*WRITTEN PROBLEM:* Copy exactly the lines from the one containing "Objective — drop one pin on each instance of the plaster" through the last line of the records, both included, and nothing more.

___

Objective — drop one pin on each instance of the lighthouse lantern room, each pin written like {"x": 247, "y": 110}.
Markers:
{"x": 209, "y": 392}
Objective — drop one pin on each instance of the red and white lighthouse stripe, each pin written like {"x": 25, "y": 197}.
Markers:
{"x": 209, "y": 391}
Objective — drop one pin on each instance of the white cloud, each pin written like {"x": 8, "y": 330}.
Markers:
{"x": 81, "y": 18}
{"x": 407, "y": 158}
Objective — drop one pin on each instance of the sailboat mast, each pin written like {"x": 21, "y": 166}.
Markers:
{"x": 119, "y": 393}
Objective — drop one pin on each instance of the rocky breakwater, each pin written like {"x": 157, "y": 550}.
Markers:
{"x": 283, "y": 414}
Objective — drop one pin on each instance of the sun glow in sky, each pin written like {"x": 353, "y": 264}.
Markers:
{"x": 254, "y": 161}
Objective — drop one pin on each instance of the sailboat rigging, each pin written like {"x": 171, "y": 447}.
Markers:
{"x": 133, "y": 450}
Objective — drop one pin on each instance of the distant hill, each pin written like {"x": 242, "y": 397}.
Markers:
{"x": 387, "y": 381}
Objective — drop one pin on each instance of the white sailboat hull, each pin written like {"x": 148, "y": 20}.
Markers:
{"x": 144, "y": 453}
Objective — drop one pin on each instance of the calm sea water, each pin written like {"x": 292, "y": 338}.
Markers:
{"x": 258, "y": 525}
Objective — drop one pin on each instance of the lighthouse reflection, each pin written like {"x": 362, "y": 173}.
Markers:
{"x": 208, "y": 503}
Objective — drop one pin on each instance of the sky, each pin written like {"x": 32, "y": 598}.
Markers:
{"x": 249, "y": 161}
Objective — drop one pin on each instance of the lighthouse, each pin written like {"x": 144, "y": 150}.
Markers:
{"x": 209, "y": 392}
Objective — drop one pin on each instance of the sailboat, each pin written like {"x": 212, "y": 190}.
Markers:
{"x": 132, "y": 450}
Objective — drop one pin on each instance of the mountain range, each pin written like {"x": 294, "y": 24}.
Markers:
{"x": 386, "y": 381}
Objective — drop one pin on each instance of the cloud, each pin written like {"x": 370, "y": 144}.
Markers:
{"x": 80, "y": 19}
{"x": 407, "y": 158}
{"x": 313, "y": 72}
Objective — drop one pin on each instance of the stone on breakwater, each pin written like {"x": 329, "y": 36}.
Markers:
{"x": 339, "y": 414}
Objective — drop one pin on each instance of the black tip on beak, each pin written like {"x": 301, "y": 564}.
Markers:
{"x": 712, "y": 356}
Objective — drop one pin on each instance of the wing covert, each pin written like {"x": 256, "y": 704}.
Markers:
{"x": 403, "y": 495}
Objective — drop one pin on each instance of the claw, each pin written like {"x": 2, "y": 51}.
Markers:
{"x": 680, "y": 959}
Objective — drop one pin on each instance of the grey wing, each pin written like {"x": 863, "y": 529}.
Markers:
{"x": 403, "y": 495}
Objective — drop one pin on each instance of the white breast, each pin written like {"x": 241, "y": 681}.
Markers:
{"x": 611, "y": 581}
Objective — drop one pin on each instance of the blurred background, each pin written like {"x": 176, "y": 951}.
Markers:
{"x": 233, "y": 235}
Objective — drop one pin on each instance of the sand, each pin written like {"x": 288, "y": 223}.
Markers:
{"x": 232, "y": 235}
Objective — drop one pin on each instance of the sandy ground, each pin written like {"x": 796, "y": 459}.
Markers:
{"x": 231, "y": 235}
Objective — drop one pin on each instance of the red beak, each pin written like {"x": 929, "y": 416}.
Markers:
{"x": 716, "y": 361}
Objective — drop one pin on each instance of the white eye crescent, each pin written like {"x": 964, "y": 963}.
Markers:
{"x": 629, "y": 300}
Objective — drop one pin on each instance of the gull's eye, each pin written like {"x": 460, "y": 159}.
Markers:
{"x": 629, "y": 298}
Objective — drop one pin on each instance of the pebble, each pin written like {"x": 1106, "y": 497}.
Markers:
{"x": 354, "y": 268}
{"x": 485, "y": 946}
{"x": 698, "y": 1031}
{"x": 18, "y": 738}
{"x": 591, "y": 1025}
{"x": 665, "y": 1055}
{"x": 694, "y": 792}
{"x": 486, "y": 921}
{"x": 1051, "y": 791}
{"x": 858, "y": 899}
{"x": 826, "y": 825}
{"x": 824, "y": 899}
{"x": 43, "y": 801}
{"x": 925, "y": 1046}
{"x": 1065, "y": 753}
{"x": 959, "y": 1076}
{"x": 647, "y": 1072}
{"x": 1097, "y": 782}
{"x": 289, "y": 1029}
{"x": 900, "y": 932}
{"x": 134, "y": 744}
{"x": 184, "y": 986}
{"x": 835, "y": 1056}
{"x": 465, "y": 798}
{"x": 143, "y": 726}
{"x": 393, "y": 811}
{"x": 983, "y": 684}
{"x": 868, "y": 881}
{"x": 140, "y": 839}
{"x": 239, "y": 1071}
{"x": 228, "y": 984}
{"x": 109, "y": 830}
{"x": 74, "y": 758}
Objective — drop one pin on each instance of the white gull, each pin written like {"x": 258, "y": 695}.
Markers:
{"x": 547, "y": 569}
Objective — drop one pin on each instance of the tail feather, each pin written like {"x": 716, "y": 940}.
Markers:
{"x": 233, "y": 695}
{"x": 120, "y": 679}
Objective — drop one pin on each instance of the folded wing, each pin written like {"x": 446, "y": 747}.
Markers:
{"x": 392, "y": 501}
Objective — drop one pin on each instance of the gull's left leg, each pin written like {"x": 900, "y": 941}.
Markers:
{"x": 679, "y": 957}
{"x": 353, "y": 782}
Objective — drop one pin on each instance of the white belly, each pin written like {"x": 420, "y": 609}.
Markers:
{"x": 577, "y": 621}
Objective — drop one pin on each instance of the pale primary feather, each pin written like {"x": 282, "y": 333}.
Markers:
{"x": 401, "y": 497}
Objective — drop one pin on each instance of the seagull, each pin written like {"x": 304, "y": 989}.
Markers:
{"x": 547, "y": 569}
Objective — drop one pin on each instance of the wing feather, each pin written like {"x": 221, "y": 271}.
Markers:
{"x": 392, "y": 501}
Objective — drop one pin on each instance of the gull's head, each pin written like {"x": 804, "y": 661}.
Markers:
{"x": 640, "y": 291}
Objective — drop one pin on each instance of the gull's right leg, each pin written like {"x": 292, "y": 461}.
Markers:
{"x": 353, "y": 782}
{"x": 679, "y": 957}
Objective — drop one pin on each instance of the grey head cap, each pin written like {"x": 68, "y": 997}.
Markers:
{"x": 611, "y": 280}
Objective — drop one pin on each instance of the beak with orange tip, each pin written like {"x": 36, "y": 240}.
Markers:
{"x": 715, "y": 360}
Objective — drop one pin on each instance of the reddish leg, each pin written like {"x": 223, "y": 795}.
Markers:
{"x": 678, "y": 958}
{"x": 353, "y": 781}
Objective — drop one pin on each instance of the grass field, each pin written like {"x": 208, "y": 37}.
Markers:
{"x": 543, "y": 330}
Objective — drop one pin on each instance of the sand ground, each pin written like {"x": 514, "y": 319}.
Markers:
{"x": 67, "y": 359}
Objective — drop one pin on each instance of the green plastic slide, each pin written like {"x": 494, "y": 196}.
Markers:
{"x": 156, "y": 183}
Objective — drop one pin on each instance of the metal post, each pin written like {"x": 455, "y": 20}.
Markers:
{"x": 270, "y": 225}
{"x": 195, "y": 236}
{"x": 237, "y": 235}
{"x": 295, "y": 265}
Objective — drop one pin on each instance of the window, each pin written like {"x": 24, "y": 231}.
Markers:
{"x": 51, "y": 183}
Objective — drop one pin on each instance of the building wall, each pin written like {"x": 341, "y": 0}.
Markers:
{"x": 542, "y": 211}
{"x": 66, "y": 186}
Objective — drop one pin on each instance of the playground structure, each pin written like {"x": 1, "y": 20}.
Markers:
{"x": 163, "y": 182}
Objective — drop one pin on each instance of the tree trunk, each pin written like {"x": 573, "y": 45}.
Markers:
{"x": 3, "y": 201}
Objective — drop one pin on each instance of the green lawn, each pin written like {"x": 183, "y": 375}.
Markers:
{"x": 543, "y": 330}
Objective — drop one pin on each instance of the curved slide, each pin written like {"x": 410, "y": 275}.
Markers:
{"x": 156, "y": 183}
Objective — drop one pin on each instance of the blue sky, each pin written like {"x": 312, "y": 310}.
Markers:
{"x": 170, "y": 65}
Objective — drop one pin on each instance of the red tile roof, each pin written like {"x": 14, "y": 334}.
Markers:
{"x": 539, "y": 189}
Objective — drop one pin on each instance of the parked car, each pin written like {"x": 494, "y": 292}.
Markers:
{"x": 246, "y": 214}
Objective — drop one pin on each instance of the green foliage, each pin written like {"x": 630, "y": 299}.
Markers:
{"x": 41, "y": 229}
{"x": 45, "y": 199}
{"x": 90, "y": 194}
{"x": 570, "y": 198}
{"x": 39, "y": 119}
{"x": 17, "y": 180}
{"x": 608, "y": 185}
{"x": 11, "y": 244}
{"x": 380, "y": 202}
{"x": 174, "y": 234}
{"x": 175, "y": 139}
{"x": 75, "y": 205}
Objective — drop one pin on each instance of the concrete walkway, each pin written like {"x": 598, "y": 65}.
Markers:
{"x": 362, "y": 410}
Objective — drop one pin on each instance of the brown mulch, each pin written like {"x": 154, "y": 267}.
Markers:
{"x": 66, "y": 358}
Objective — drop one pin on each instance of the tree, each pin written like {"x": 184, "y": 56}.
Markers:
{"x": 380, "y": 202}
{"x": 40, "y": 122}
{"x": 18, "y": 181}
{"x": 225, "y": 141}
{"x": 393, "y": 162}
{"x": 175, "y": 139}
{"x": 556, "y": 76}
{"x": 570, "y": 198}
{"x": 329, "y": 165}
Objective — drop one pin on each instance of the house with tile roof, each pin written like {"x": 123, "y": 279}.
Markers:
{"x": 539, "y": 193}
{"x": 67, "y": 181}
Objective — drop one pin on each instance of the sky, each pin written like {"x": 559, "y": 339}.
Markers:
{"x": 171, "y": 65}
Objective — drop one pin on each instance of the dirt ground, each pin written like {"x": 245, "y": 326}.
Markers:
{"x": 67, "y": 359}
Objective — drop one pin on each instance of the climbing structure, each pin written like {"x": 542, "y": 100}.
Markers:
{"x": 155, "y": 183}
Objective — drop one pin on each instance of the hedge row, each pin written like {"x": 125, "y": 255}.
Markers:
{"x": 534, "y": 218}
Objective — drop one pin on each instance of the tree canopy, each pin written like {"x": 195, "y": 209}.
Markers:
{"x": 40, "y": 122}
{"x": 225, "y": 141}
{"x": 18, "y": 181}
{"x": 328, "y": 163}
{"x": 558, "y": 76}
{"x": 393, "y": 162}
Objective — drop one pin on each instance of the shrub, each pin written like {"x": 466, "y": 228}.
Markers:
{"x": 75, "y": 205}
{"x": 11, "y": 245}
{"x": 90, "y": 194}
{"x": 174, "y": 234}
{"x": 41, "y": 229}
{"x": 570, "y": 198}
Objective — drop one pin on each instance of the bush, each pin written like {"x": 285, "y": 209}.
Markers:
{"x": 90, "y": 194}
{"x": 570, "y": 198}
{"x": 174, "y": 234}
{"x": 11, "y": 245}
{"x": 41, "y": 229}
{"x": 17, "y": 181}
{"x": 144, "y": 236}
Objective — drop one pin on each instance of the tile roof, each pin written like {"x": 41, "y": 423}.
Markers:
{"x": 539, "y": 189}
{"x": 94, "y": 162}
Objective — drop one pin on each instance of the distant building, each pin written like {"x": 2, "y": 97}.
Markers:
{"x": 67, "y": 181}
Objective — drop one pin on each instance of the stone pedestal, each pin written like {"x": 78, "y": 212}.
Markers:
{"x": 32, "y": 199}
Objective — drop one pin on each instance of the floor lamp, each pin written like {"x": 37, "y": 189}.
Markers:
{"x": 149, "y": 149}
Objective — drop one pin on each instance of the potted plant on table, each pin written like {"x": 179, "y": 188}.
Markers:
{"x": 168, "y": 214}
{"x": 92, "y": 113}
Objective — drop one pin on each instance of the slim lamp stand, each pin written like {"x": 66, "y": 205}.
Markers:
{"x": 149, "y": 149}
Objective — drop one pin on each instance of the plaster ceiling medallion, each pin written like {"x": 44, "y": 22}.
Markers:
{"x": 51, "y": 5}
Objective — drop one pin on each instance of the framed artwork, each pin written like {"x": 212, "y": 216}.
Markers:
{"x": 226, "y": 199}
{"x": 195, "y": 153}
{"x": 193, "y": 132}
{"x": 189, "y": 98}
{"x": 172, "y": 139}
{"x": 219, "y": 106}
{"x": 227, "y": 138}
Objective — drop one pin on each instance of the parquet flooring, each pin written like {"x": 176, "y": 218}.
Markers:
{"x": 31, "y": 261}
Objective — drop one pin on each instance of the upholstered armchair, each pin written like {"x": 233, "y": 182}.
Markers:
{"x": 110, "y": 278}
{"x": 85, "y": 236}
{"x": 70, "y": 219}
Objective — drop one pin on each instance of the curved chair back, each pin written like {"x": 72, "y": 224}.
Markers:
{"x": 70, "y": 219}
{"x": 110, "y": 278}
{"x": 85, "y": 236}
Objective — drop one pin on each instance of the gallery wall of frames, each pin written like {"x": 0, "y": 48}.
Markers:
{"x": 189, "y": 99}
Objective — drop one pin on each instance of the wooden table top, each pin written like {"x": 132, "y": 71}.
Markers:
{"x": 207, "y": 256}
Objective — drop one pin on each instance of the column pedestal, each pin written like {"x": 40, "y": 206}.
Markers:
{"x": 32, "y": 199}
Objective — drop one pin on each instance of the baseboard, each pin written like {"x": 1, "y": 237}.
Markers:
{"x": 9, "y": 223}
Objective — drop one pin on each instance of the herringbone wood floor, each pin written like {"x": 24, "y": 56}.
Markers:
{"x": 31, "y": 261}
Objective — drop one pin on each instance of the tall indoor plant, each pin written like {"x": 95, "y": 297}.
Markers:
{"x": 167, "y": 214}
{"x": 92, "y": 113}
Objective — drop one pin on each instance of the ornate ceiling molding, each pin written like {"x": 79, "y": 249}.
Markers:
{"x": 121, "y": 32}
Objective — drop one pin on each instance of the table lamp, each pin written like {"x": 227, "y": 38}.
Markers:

___

*SOLUTION FOR THIS TASK:*
Objective — drop one pin on each instance of the plaster ceiling medallion, each pin written like {"x": 44, "y": 22}.
Markers:
{"x": 51, "y": 5}
Objective — drop one pin on each instance of the framed artwork, each pin written like {"x": 212, "y": 216}.
Markers:
{"x": 226, "y": 199}
{"x": 195, "y": 153}
{"x": 193, "y": 132}
{"x": 189, "y": 98}
{"x": 172, "y": 139}
{"x": 219, "y": 106}
{"x": 227, "y": 138}
Objective — drop one pin on each instance of the parquet flooring, each pin written like {"x": 176, "y": 218}.
Markers:
{"x": 31, "y": 261}
Objective — drop one pin on each instance of the upholstered armchair, each pin written like {"x": 233, "y": 182}.
Markers:
{"x": 110, "y": 278}
{"x": 85, "y": 236}
{"x": 70, "y": 219}
Objective — drop one pin on each instance of the curved chair back, each pin written like {"x": 72, "y": 224}.
Markers:
{"x": 70, "y": 219}
{"x": 110, "y": 278}
{"x": 85, "y": 236}
Objective — drop one pin on each instance of the gallery wall of frames, each pin written like {"x": 0, "y": 48}.
Markers:
{"x": 189, "y": 99}
Objective — drop one pin on each instance of the wooden table top, each pin written like {"x": 132, "y": 71}.
Markers:
{"x": 207, "y": 256}
Objective — drop one pin on each instance of the column pedestal, each pin written like {"x": 40, "y": 206}.
Markers:
{"x": 32, "y": 199}
Objective — drop one pin on each instance of the baseboard, each pin written like {"x": 1, "y": 237}.
Markers:
{"x": 9, "y": 223}
Objective — drop one pin on each instance of the herringbone wood floor, each pin written like {"x": 24, "y": 56}.
Markers:
{"x": 31, "y": 261}
Objective — drop one pin on each instance of the tall indoor plant, each pin written like {"x": 95, "y": 297}.
Markers:
{"x": 167, "y": 214}
{"x": 92, "y": 113}
Objective — drop one pin on each instance of the ornate ceiling molding, each pin written like {"x": 79, "y": 249}.
Markers:
{"x": 121, "y": 32}
Objective — drop one pin on each instance of the table lamp, each pin written like {"x": 227, "y": 38}.
Markers:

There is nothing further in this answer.